▶ [THE TASK] Retype every record exactly. Leave the pictures out.

* * *

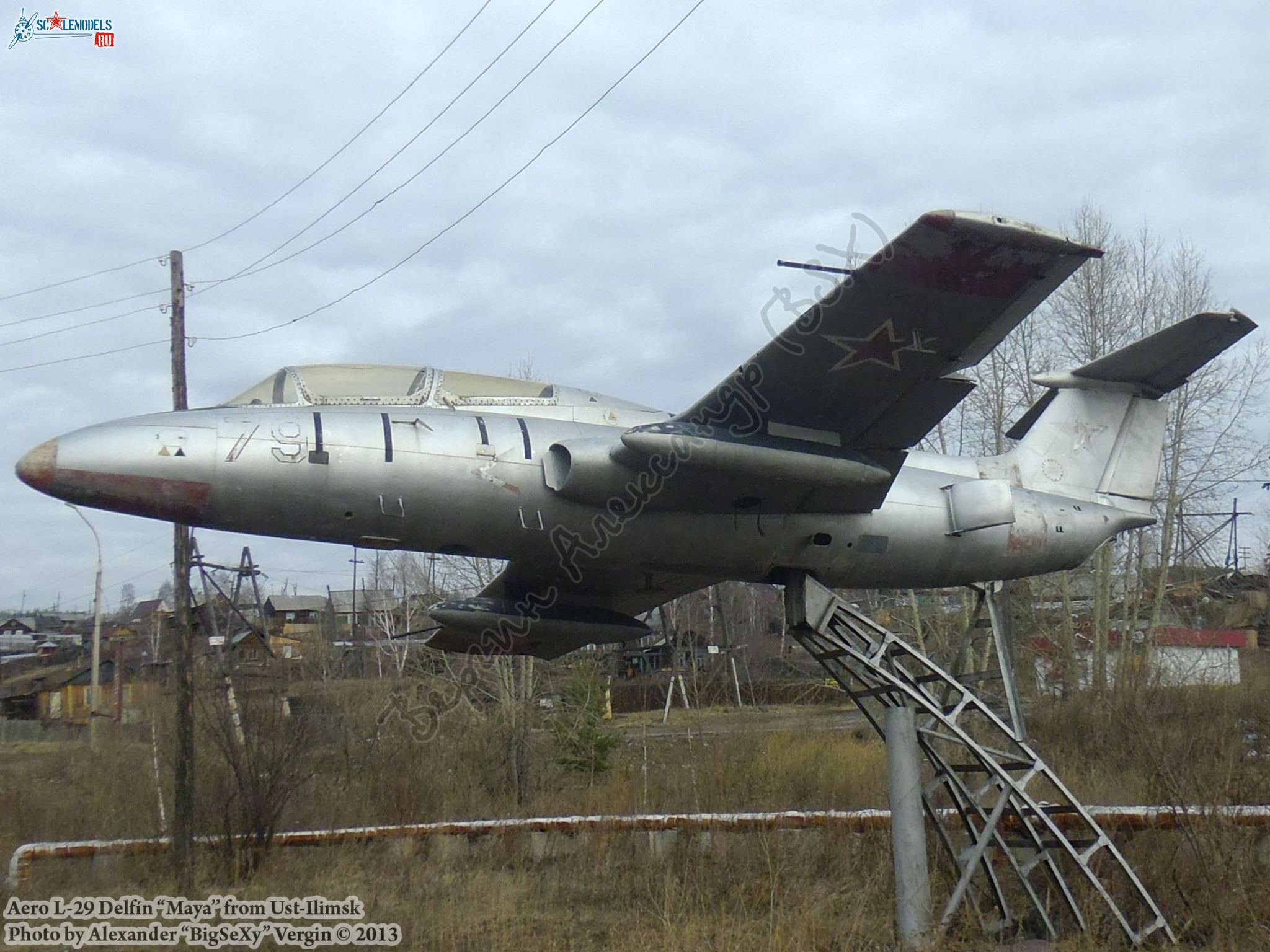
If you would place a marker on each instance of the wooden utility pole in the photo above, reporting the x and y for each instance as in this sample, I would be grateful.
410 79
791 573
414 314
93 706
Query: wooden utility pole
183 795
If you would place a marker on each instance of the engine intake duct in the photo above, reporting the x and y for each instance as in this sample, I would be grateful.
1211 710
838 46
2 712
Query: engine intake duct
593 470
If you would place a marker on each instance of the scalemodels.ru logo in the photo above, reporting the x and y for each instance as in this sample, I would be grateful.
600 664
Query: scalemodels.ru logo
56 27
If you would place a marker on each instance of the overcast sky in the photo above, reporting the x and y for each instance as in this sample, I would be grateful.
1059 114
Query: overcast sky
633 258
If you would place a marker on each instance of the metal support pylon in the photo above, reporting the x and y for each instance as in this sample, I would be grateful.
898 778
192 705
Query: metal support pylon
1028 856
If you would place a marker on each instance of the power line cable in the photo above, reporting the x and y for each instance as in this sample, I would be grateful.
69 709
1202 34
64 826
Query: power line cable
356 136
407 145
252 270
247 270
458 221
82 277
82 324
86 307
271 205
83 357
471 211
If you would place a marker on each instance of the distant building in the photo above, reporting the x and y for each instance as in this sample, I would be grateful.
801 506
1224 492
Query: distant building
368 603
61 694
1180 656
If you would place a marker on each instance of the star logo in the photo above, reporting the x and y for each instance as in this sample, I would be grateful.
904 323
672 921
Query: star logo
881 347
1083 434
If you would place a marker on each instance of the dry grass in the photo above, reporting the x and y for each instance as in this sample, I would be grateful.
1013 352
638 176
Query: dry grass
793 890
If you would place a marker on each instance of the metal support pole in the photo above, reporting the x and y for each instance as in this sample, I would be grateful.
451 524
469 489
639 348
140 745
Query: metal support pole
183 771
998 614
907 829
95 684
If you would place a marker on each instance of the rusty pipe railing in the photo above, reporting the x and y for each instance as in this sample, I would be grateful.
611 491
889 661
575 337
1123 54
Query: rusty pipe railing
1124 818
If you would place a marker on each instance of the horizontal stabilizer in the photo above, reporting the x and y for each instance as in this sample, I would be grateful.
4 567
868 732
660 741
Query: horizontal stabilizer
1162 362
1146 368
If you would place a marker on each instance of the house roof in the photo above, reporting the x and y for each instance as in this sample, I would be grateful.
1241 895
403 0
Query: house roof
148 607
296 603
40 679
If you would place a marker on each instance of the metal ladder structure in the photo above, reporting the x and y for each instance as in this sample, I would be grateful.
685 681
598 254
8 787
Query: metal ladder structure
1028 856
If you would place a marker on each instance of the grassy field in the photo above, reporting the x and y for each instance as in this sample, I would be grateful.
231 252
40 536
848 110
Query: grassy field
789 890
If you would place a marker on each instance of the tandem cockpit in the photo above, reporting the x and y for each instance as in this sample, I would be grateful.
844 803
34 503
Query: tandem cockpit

* * *

▶ [REPLY]
If you would place a marker on each instance of the wooden utility pole in the photo above, reporting the x and y for each instance as in this sample, I would be grateful.
410 79
791 573
414 314
93 706
Query: wooden utility pole
183 795
If you would place a marker on each instance of the engine intake duct in the photo above, reporting the x and y for each instance as in this sample, I would be grateful.
1211 710
838 46
2 712
Query: engine intake duct
593 470
If you would place a marker on each instance of the scalemodels.ru logo in the photo above, reporting the x and y for each instance as in this sample, I would be grateful.
600 664
Query: scalemodels.ru logo
56 27
If you would place a marker on each instance of the overcast sky in the photo above, reporting the x and y for each instance as in this sample, I would be grateful.
1059 114
Query: overcast sky
633 258
If you would place a marker on each instance of the metal support pylon in the photo above, reporting the x and y for each instance as in this sample, I would be grateful.
898 778
192 705
Query: metal support pylon
1028 856
If you would place a marker on each instance of the power line cable in the photo above, reporting the x and y for each instance as in this sample, I would be grateful.
69 709
1202 34
64 826
Query: power line cable
356 136
407 145
252 270
247 270
458 221
82 277
82 324
86 307
271 205
83 357
471 211
If you would place a marker on each instance of the distant building in the photo above, reporting the x and y for each instance as in this sample, I would be grateful.
801 506
1224 492
Query: distant building
368 603
61 694
1180 656
If you would place a marker on each instance of the star logo in the photo above, reporting the x and y for each instance as in this sample, I would be grateful.
904 323
672 921
Query: star logo
881 347
1083 434
If you would place a marker on each instance of the dry grass in the photo above, reporting the x and y for each instance as in this sample, I would be grateful.
1013 352
638 176
Query: dry grass
793 890
If you would place a marker on each instance of the metal support pole in the photo above, reporting the x and y for each instance as in this sample, I would be grateful.
451 524
469 489
639 348
140 745
Query: metal support pole
183 771
998 614
907 829
95 684
If you would place a marker on each instance of the rusty pipe railing in the photo above, reporting the x and y for each instance as in this sample, I would be grateful.
611 491
889 661
575 337
1123 54
Query: rusty pipe railing
1124 818
If you would place a marker on each instance of the horizontal stabilizer in the photo above, reporting the x and y for each instance as in this sample, I would be grateful.
4 567
868 732
660 741
Query: horizontal stabilizer
1162 362
1146 368
If you would place a marker on each instance of the house roof in the photo above, reporting the x and y for each instance as in this sample, I would be grateful.
1241 895
403 0
Query: house roof
148 607
296 603
40 679
If you would place a marker on each instance of the metal ladder structure in the photo above, reporting the x and y for each instance as in this sample, I would be grateful.
685 681
598 254
8 787
Query: metal ladder structure
1028 856
If you would place a marker on each instance of the grassy field in the photo above, reporting the x and y for each instance as in this sample, I would be grateful.
231 252
40 536
848 110
Query: grassy field
789 890
If you would place a marker on each instance of the tandem cockpit in the photo above, reporting the x and y for each instance as in this sample, I would be grateful.
844 803
34 503
Query: tandem cockpit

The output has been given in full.